■ **Page excerpt**:
--------

Up and Over: The group rides in two abreast formation and will maintain a steady straight line. As it is about 20-30% harder to be on the front as a wind breaker, then it is good etiquette to take turns at the front. The simplest way to do this is ‘up and over’. The rider on the front right will cycle in front of the rider on his left and then pull in to the left, taking over the lead at the front. This way all riders on the right are ‘moving up’ through the group as those on the left ‘move down’. The amount of time spent on the front will vary according to conditions and the intensity of the spin but a time of about 5 mins is sufficient on winter spins. If you are feeling very tired, you should reduce the time you spend on the front but try to take your turn as your efforts will be appreciated by all in the group. ‘Sitting on the wheel’ is where you get the most protection from the wind so avoid allowing a gap to open between you and the rider in front as this saves a huge amount of energy through following in their slipstream. Keep looking well ahead to spot hazards and terrain changes.
Lead riders should use hand and vocal signals to indicate stopping or turning and should shout back information through the group regarding obstacles and dangers. These include potholes, dangerous surfaces, tight bends, animals, pedestrians and oncoming traffic. The location of these are referred to as being on the ‘Left’, ‘Right’ or down the ‘Centre’ where the obstacle will be down the middle of the group. Riders at the back should shout a warning on traffic approaching from the rear, particularly on narrow roads. ‘Car back’ means car approaching from the rear of group and ‘car up’ means car travelling towards you. In general, point out and call out any road hazards ahead.
4. SIGNALS TO CARS
If any communication with motorists should result in an accident (i.e. indicating to a driver that it is ok to overtake the group) then the cyclist can be liable so, please let drivers make their own decisions. Likewise, when cycling please remember that aggression or foul language towards drivers, especially when you are wearing club gear, will always come back to haunt you, the Club and our sponsors.
5. CLIMBING AND DESCENDING
On club runs, keep the pace steady on hills and regroup at the top. Stronger riders may choose to spin back down to the last cyclist and join in at the back and encourage others up. When climbing hills, avoid following a wheel too closely. Many riders often lose their momentum when rising out of the saddle on a hill which can cause a sudden deceleration. This can often catch a rider who is following too closely, resulting in a fall from a wheel touch.

--------

■ **Information shown**:
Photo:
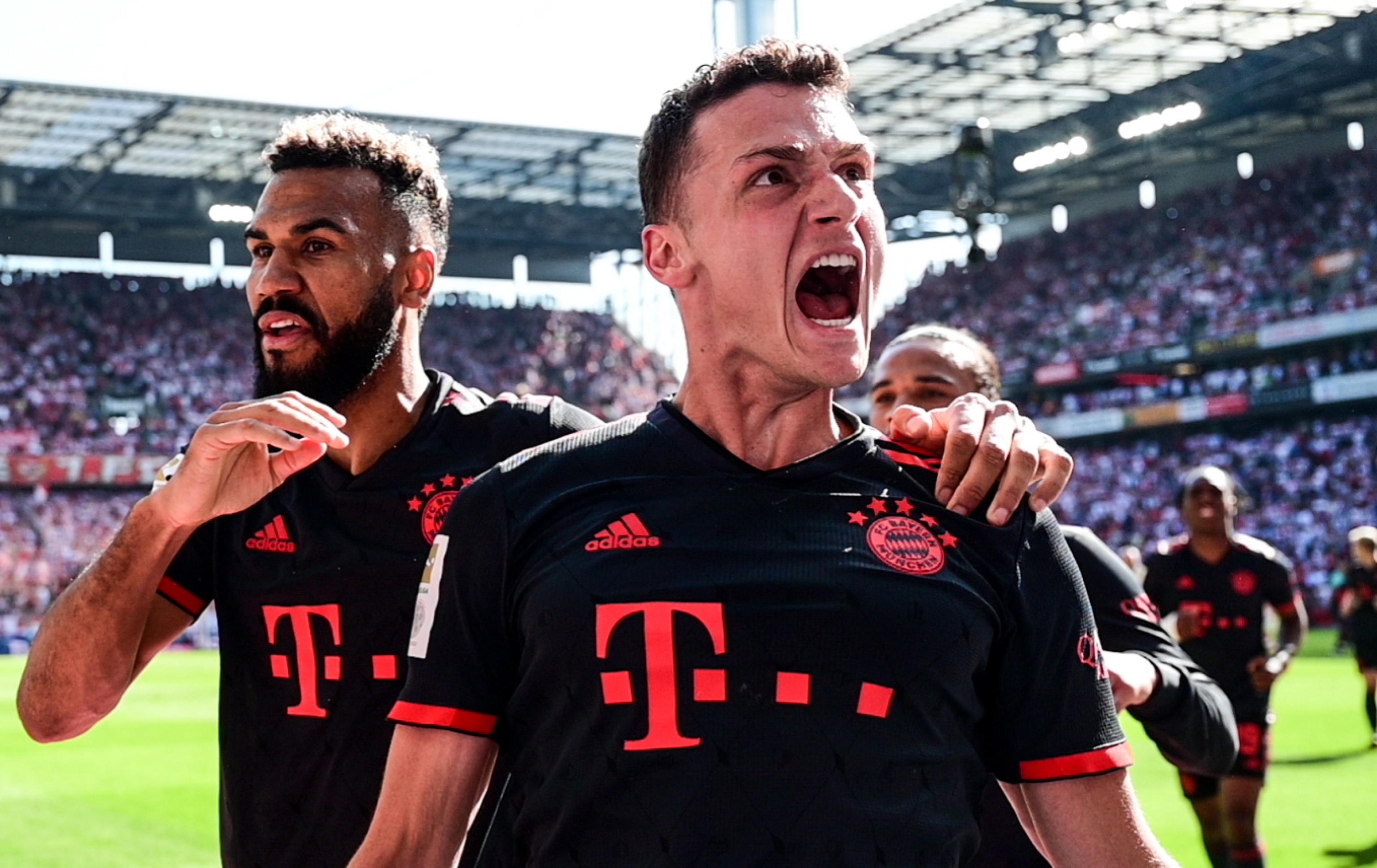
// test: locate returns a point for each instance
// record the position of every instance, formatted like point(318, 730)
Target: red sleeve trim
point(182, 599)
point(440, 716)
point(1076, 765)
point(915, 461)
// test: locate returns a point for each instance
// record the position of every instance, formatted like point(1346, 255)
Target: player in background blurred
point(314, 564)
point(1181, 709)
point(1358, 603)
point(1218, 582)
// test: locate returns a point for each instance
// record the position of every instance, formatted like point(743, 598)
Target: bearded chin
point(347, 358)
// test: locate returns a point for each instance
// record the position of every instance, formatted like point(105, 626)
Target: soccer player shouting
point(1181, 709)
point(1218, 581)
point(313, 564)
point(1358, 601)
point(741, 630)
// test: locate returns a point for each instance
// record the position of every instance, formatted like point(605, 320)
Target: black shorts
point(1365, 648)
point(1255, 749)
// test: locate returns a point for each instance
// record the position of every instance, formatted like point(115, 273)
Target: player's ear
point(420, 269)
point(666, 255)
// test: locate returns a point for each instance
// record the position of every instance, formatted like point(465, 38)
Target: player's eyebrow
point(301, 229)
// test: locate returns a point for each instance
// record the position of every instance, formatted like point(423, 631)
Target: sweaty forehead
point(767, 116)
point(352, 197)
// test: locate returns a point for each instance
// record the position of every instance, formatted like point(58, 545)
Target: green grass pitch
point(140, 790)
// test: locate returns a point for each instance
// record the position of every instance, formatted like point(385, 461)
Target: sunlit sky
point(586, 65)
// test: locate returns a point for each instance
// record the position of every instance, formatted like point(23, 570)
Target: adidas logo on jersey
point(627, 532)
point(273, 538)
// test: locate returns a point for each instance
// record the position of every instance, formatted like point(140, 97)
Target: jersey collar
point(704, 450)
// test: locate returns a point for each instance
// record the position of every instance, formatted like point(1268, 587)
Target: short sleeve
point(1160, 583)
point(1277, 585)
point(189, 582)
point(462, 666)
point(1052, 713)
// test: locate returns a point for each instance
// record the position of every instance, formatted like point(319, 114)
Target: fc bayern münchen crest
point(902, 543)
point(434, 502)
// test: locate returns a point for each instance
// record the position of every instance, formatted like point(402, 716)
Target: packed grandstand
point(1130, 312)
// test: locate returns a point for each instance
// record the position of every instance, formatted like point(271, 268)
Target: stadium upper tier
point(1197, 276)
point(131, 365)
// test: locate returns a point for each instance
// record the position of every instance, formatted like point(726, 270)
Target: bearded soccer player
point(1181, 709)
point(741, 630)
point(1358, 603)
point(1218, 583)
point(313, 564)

--------

■ **Goal 1**: List the obstacles and dangers that the cycling excerpt says lead riders should shout back through the group.
■ **Goal 2**: Please select every line of the rows that contains the word "soccer".
The cycling excerpt and the rows have nothing to do with each other.

■ **Full solution 1**: Potholes, dangerous surfaces, tight bends, animals, pedestrians, oncoming traffic

■ **Full solution 2**:
Target: soccer player shouting
Target: bearded soccer player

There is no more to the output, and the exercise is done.